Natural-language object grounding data
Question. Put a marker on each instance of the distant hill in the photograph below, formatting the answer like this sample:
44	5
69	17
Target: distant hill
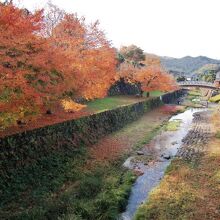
188	65
207	69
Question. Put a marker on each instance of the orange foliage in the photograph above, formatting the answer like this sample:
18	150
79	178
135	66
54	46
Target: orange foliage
36	68
151	77
90	61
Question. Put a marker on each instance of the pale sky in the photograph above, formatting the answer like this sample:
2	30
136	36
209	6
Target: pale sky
173	28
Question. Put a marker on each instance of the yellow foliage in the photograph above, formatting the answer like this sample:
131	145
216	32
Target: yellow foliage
70	106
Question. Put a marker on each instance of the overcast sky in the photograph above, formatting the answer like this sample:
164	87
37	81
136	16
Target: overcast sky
173	28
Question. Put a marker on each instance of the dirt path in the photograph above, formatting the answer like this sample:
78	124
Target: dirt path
132	135
191	187
195	142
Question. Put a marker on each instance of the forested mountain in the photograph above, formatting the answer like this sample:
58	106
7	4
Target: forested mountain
188	64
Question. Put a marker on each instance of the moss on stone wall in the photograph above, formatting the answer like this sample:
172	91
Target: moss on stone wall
24	148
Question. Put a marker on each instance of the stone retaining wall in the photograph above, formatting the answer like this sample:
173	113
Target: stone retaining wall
27	147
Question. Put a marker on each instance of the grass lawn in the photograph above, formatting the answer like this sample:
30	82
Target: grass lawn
108	103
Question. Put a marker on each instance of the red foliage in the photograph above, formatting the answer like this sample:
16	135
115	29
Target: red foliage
36	69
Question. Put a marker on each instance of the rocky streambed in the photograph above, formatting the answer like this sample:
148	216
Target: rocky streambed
151	162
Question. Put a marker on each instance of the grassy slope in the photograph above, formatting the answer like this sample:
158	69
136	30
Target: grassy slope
112	102
64	185
189	190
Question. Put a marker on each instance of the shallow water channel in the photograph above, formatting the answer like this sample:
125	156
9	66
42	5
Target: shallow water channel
163	147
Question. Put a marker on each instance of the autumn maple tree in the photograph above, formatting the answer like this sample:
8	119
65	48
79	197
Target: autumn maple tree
42	57
150	74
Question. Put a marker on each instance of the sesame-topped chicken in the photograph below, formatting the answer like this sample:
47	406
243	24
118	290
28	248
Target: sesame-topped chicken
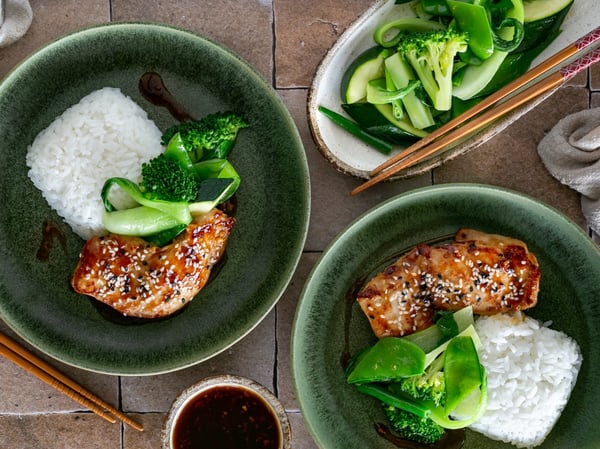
143	280
491	273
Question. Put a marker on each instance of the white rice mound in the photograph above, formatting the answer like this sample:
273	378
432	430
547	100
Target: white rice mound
531	372
105	135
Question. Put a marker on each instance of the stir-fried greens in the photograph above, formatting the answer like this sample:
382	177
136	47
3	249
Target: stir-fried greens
425	70
428	381
188	179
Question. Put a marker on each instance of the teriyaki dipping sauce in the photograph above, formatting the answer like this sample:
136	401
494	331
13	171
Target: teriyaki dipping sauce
226	417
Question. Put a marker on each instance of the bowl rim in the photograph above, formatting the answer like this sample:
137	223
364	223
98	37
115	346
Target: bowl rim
229	380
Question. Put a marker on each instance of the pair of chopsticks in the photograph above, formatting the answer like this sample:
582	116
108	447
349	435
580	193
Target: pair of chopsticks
45	372
449	133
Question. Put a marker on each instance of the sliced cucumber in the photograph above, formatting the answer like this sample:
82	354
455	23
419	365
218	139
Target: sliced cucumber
540	9
366	67
405	125
401	74
368	117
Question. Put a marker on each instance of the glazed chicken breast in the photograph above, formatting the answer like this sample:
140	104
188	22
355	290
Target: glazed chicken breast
491	273
142	280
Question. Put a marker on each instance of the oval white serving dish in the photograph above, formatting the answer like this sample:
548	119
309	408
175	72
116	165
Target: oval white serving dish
351	156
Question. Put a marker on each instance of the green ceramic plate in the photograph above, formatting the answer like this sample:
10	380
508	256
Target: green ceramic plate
329	324
272	202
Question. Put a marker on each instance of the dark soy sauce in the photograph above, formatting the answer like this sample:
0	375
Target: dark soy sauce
154	90
50	233
226	417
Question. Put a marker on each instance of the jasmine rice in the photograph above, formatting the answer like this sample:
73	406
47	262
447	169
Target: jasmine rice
531	372
106	134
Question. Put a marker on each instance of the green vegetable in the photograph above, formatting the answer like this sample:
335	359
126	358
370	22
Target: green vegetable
366	67
538	35
432	337
462	371
429	386
473	19
541	9
368	117
188	179
178	210
476	77
356	130
413	427
402	26
164	178
377	93
400	74
212	137
431	56
436	7
450	392
389	359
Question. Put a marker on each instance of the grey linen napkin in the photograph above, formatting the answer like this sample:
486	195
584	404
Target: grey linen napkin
17	20
571	153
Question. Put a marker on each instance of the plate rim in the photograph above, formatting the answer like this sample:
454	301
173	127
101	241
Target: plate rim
304	303
303	189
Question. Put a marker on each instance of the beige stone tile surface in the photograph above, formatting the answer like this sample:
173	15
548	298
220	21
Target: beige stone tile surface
333	208
52	19
253	357
58	431
241	26
303	35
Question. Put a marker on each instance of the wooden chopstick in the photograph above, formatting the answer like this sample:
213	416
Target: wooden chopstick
531	75
47	373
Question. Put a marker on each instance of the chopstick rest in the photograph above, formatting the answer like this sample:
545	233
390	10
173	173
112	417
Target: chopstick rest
571	153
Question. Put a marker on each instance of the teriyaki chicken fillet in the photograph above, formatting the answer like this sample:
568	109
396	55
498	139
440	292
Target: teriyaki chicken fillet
143	280
489	272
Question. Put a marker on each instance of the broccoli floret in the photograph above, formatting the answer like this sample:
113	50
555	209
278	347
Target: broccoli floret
431	54
165	179
428	387
412	427
209	138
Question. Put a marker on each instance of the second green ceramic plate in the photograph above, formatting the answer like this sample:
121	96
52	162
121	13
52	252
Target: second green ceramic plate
273	201
329	325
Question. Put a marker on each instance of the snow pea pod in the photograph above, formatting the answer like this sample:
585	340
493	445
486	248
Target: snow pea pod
462	371
474	19
388	359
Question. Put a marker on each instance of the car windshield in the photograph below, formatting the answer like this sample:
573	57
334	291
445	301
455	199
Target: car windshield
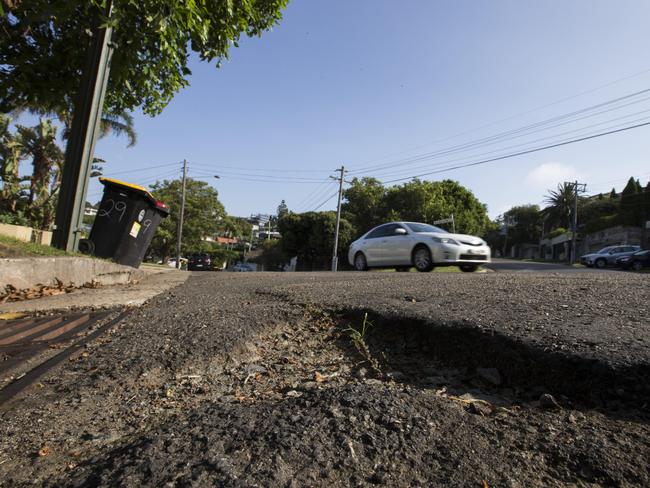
425	228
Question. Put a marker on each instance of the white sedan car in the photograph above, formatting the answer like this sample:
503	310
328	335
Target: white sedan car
405	244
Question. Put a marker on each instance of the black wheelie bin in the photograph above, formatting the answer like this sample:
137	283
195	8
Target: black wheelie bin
126	222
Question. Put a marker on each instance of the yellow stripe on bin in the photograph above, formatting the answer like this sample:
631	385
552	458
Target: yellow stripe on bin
123	183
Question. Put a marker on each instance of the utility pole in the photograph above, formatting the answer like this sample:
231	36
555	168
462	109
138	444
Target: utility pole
577	189
179	234
335	257
84	133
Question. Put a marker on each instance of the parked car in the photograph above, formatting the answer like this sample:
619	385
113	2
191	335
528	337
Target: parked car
607	256
636	261
172	262
199	262
403	245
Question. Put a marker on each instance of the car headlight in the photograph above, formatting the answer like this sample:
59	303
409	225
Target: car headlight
446	240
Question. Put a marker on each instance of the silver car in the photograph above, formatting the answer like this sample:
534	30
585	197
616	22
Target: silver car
405	244
608	255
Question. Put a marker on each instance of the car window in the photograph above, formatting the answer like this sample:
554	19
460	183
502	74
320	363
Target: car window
378	232
415	227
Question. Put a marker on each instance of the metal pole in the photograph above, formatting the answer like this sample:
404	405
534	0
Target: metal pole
575	222
84	132
335	258
179	234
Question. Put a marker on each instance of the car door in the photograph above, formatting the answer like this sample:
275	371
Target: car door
373	245
396	247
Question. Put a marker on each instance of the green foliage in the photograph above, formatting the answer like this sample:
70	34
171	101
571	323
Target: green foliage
310	236
524	225
44	45
272	255
358	336
364	205
632	211
282	209
37	200
202	213
368	204
558	231
560	205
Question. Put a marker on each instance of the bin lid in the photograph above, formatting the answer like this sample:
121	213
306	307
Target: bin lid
141	190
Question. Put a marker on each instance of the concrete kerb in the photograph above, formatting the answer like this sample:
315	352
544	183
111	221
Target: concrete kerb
30	272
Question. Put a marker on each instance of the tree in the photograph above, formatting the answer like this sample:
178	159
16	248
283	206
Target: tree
310	236
560	205
44	45
11	154
427	201
368	204
632	202
282	209
363	206
202	213
525	224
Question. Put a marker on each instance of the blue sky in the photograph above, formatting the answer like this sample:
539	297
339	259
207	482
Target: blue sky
373	82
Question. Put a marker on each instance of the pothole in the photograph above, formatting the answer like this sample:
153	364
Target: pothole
482	370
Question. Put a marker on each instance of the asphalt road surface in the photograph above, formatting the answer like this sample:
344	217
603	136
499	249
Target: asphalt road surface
351	379
519	266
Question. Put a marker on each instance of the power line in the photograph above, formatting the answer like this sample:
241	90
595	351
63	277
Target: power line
319	189
518	132
218	166
525	144
317	196
328	199
490	124
521	153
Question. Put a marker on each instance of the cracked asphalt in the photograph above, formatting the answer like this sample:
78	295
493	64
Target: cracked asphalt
251	379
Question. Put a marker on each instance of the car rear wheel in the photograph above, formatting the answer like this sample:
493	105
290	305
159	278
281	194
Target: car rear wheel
360	263
422	259
468	268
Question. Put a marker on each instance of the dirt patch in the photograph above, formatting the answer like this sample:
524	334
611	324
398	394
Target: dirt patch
303	405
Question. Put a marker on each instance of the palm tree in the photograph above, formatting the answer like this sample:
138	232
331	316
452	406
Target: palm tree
11	154
40	143
560	205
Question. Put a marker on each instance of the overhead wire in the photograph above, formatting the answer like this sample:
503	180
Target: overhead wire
315	197
581	132
516	132
521	114
327	200
521	153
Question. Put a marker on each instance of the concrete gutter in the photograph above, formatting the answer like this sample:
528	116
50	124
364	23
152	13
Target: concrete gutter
29	272
155	281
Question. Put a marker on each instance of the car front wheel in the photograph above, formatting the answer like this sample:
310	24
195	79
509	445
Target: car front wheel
468	268
422	259
360	263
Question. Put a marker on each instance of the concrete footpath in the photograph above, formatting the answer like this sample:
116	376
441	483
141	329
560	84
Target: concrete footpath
24	273
145	283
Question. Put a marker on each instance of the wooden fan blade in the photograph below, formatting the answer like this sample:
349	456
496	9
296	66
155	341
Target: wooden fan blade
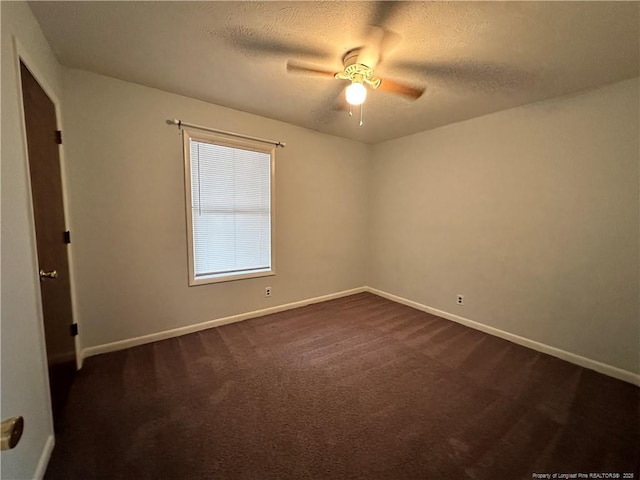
297	67
401	89
380	43
470	75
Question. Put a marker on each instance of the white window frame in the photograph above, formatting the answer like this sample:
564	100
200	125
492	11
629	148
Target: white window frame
188	135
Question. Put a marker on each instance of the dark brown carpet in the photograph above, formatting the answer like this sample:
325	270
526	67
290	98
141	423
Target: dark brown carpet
354	388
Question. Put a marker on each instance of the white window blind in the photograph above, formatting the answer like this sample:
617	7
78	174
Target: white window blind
231	213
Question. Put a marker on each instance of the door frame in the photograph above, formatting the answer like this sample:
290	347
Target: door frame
21	55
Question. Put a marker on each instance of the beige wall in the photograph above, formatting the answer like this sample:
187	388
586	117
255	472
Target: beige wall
127	211
532	214
24	388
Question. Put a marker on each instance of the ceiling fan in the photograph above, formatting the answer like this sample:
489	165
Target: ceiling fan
358	69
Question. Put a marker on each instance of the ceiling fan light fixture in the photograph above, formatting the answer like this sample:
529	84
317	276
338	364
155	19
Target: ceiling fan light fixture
356	93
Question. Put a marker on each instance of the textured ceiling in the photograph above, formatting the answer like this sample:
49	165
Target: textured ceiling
473	58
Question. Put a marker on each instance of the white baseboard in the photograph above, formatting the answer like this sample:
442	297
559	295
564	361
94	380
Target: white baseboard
176	332
609	370
585	362
41	468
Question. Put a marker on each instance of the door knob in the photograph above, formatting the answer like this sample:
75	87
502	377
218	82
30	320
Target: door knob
51	274
11	432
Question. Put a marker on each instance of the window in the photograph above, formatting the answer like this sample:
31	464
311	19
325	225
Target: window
229	190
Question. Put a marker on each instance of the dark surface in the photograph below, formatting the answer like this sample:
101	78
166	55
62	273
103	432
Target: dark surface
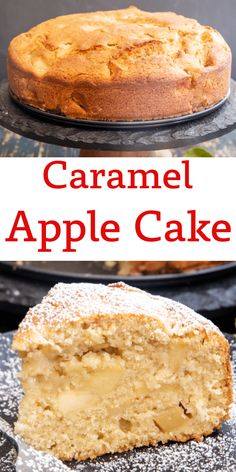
212	126
215	298
17	16
217	453
98	272
117	125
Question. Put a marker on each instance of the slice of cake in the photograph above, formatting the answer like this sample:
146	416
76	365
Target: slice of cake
108	368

Work task: Copy out every line from the records that has the word "below".

Answer section:
Question. Put a marker on each instance of the distant hill in the photograph below, formatting the answer like this sample:
Question. Put a marker on each instance of the sesame-topped chicken in the photograph below, formatting the answer like this sample:
Question. Put a marker on each instance of the car windshield in the photograph below, formatting the answer like this sample:
Question. Put a marker on each instance of the wooden fan blade in the photograph below, formatting the answer like this sample:
Question. Put a marker on each instance of the dark surface in the photograph below, formatting the answer like this sample:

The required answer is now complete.